The Royal School of Church Music (RSCM) is a Christian music education organisation dedicated to the promotion of music in Christian worship, in particular the repertoire and traditions of Anglican church music, largely through publications, training courses and an award scheme. The organisation was founded in England in 1927 by Sir Sydney Nicholson and today it operates internationally, with 8,500 members in over 40 countries worldwide, and is the largest church music organisation in Britain.

The RSCM was originally named the School of English Church Music and was only open to members of the Anglican Communion; today it is an interdenominational organisation, although it is still overseen by the Church of England.

Choirs affiliated with the Royal School of Church Music often wear the RSCM medallion, which features a picture of Saint Nicolas, its patron saint.

History
The School of English Church Music (SECM) was founded in 1927 by Sir Sydney Nicholson, and opened at Buller’s Wood in Chislehurst in 1929. In 1945, it became the Royal School of Church Music (RSCM), and moved to Canterbury Cathedral. In 1954, it moved to Addington Palace and then in 1996 to Cleveland Lodge, Dorking. Since 2006, it has been based at Sarum College in Salisbury.

Activities 
The RSCM seeks to engage and encourage church music through awards, exams, publishing, residential courses and professional advice.

Education programmes include the Voice for Life and Church Music Skills schemes, as well as the long-running residential courses.

▶ **Data extract**
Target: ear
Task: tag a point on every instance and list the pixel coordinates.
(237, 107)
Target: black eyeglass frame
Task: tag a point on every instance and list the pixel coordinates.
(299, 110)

▶ **What you need to do**
a. Rewrite the listing from the line that contains "Target: black eyeglass frame" through the end of the listing, swapping "black" for "dark" and leaving everything else unchanged.
b. Extend the passage about the Royal School of Church Music, starting after its last sentence.
The listing has no connection to the passage about the Royal School of Church Music.

▶ **Outputs**
a.
Target: dark eyeglass frame
Task: tag a point on every instance and list the pixel coordinates.
(299, 110)

b.
The RSCM publishes church music and other materials for choirs and organists, and produces a magazine, Church Music Quarterly (CMQ) which alongside Sunday by Sunday provides useful information for church musicians.

The Millennium Youth Choir is the charity's national youth choir which has sung for BBC Radio 3 Choral Evensong and the Proms. The RSCM Voices and RSCM Cathedral Singers are other choirs run by the RSCM.

Leadership 
 The Director is Hugh Morris (since 2018)
President of the Royal School of Church Music in America is Joseph Causby
President of RSCM Australia is Ross Cobb
President of RSCM South Africa is Malcolm Chalmers
President of RSCM New Zealand is Paul Ellis
The patron was HM The Queen

Directors of the RSCM 
1927–1947 Sydney Nicholson (formerly Organist of Carlisle and Manchester Cathedrals, and Westminster Abbey)

1954–1972 Gerald H. Knight (formerly Assistant Organist of Truro Cathedral)

1972–1989 Lionel Dakers (formerly Organist of Exeter and Ripon Cathedrals)

1989–1998 Harry Bramma (formerly Assistant Organist of Worcester Cathedral and Organist of Southwark Cathedral)

1998–2007 John Harper

2007–2012 Lindsay Gray

2012–2018 Andrew Reid(formerly Master of the Music at Peterborough Cathedral; subsequently Director of Harrison and Harrison)

2018–present Hugh Morris (formerly Organist of Derby Cathedral)

Awards and medals

The RSCM provides a series of grades and awards to signify varying levels of musical achievement. There are four basic merit awards – the light blue ribbon, the dark blue ribbon, the red ribbon and the yellow ribbon. These awards share the same medal.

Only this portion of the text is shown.